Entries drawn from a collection
+===+

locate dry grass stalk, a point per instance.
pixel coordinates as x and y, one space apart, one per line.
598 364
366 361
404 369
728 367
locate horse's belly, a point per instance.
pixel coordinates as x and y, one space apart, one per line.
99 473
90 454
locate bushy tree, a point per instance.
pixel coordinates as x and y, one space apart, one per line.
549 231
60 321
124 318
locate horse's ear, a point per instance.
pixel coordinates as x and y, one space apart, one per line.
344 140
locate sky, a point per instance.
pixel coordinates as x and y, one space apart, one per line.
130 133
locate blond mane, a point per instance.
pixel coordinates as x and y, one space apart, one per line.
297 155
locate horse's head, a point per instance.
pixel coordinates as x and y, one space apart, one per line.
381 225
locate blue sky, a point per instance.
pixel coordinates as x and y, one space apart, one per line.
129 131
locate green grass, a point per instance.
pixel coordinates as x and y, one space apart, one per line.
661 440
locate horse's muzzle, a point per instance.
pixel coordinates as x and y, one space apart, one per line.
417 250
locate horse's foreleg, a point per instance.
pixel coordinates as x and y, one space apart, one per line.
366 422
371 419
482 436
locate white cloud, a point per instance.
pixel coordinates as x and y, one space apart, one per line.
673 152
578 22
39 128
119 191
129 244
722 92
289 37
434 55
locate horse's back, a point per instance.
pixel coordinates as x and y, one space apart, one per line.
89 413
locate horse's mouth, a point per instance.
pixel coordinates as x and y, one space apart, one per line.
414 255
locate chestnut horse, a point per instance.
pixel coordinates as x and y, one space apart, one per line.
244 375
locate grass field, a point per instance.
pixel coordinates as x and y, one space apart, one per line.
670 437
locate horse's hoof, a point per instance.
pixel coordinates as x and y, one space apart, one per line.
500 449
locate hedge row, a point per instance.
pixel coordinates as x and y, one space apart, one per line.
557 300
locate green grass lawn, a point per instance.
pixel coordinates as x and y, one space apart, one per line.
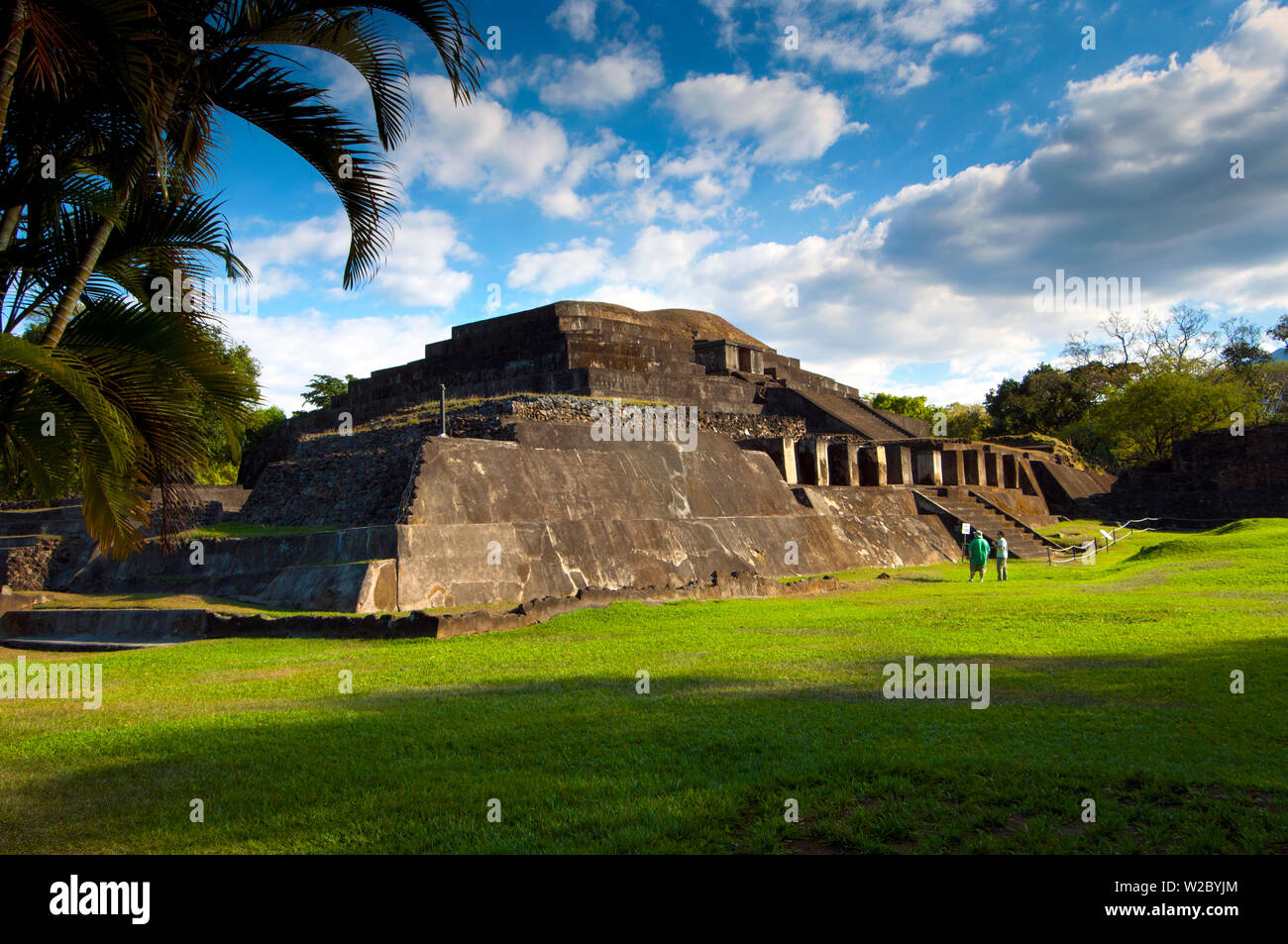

+===+

• TASK DIRECTIONS: Will you copy the listing word for word, starting at the line containing "locate chestnut horse, a point per instance." and ending at the close of the listing, with the pictures left out?

• SOLVED EXERCISE:
locate chestnut horse, a point per instance.
pixel coordinates as x and y, one space apart, one per line.
244 375
locate grass field, a point per instance.
pixel coordinates as x and y, one space apart, one per line.
670 437
locate horse's hoof, a point per instance.
pixel coordinates as x and y, one space apart, one per line.
500 449
locate hedge row, a point per instance.
pixel coordinates as x and y, one space apart, one per line.
557 300
locate green grass lawn, a point per instance.
pixel coordinates as x and y, one space apart, one per line.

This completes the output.